▶ **What the exercise asks**
Copy out, exactly as written, only the line containing "[point_query]" and the lines after it through the end of the records.

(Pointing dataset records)
····················

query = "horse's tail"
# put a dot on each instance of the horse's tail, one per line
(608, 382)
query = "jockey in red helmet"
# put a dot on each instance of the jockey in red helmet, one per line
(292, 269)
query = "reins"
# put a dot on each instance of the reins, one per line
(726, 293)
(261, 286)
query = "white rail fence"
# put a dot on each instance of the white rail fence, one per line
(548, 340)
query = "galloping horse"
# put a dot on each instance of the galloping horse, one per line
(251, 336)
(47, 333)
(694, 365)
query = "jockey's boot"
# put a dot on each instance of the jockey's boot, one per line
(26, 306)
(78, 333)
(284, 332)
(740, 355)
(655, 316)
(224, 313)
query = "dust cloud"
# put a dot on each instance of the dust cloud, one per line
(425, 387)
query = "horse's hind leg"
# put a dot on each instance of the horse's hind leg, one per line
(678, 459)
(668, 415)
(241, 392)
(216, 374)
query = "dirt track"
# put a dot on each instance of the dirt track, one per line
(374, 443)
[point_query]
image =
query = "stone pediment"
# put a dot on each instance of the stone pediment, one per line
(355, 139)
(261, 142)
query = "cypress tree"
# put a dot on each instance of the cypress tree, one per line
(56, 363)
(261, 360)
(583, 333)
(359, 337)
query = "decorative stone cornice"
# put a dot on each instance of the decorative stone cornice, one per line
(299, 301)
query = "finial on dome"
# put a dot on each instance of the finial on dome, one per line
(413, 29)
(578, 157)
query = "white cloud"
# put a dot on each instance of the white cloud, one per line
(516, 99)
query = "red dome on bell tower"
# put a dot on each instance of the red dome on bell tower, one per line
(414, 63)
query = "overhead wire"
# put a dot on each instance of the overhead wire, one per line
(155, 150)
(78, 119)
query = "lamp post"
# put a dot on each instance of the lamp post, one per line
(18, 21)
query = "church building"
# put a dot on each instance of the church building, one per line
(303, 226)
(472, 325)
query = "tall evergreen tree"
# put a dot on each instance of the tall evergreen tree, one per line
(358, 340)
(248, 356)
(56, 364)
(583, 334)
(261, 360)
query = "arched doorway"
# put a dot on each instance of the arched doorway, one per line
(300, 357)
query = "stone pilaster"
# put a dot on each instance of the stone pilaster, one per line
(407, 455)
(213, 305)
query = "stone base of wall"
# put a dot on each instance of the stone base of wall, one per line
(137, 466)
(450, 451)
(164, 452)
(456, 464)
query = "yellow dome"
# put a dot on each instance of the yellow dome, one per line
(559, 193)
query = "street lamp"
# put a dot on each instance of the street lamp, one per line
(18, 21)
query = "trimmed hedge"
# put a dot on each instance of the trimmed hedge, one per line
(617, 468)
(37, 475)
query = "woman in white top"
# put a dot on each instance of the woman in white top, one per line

····················

▶ **Task answer**
[point_query]
image =
query = "stone pediment"
# put a dot on each instance of the stone pediment, one per line
(355, 139)
(261, 142)
query = "cypress tree"
# put a dot on each instance of the cypress tree, one per line
(56, 363)
(261, 360)
(583, 333)
(359, 337)
query = "decorative stone cornice"
# put a dot on each instance of the decorative stone cornice, one per line
(299, 301)
query = "finial on dome"
# put a dot on each instance of the finial on dome, one per line
(413, 29)
(578, 157)
query = "white cloud"
# put a dot on each instance of the white cloud, one per line
(516, 99)
query = "red dome on bell tower"
# put a dot on each instance of the red dome on bell tower, one per line
(414, 63)
query = "overhead wire"
# put a dot on each instance of the overhead wire, one per line
(155, 150)
(78, 119)
query = "lamp post"
# put a dot on each instance of the lamp post, one per line
(18, 21)
query = "church building"
# put a dot on each instance of the church building, one per line
(303, 226)
(472, 325)
query = "tall evergreen tree"
# put a dot on each instance of the tall evergreen tree, one per line
(358, 340)
(248, 356)
(56, 364)
(583, 334)
(261, 360)
query = "arched doorway"
# put a dot on each instance of the arched doorway, one per line
(300, 357)
query = "stone pilaster"
# put a dot on each instance of the stone pilaster, one per line
(407, 455)
(213, 305)
query = "stone base of wall"
# put a dot on each instance of the stone base of wall, one per line
(137, 466)
(450, 451)
(164, 452)
(456, 464)
query = "yellow dome"
# put a dot on each instance of the yellow dome, one per line
(559, 193)
query = "street lamp"
# put a dot on each instance of the street lamp, one per line
(18, 21)
query = "trimmed hedge"
# put a dot on each instance of the trimmed hedge, one per line
(617, 468)
(37, 475)
query = "woman in white top"
# put a dot on each instance of the woman in white top, one per line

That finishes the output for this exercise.